Reproduce the part of the material below that opens with the line containing "For each instance of the oar, the" and closes with the line containing "pixel 260 209", keeping both of those lines and every line between them unchanged.

* Start *

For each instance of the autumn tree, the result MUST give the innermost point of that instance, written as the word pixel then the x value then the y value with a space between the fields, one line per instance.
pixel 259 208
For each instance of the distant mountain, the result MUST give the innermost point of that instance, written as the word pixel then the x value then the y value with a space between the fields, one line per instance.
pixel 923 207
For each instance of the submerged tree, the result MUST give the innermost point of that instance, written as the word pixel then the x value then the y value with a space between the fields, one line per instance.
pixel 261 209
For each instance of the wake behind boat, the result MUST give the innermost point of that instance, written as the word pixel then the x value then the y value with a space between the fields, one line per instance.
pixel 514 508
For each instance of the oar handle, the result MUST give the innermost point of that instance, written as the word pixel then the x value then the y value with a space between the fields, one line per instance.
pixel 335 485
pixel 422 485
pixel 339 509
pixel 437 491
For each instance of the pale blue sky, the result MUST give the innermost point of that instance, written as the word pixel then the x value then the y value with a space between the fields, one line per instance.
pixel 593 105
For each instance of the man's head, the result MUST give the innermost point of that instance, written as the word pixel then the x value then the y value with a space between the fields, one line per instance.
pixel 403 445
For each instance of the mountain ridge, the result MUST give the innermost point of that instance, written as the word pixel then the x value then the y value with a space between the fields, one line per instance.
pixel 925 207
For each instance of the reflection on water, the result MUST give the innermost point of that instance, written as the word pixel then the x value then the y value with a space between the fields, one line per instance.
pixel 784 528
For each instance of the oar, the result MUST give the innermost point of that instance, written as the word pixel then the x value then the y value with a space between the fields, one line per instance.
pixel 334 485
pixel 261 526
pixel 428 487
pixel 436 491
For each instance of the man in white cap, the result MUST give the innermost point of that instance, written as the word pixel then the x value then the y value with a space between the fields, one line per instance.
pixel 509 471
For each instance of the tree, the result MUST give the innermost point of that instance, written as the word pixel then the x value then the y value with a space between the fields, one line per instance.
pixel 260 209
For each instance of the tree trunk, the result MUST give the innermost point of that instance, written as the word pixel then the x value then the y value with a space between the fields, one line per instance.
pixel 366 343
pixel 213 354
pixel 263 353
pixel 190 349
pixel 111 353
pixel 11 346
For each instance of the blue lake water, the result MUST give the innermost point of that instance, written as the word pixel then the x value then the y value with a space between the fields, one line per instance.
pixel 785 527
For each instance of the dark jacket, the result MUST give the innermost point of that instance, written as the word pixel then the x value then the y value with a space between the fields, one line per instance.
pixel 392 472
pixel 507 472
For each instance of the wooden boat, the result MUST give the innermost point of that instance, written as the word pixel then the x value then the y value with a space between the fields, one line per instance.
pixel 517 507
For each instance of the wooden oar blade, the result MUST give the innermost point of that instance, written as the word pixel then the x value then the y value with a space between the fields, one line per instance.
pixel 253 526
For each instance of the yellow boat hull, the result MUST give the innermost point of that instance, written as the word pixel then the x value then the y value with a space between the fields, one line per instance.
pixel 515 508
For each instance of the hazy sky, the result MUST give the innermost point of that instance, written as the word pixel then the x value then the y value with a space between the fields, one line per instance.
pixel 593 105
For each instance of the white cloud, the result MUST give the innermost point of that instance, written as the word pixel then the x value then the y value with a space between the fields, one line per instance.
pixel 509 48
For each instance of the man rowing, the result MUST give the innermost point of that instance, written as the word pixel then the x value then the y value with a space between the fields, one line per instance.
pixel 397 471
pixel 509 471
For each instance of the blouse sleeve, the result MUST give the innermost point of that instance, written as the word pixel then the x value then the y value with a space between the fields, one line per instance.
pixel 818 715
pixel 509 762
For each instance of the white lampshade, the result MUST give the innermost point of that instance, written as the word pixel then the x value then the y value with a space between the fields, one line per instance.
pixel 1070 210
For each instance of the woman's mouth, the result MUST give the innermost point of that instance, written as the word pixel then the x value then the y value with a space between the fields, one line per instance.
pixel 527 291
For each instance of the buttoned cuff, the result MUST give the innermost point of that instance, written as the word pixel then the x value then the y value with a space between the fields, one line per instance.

* End *

Answer to this problem:
For each instance of the oar, the result MUST give the innermost point of that instance, written as the word pixel then the x value then the y value with a space between the fields, one line per instance.
pixel 334 485
pixel 261 526
pixel 428 487
pixel 436 491
For each instance of the man in white cap, the result MUST give the innermost point of that instance, written as the word pixel then the x value then the y value with a space between the fields, one line per instance.
pixel 509 471
For each instance of the tree, the result MUST give the innermost point of that instance, written as the word pixel then the x value then the y value with a space between the fields, one line per instance.
pixel 260 209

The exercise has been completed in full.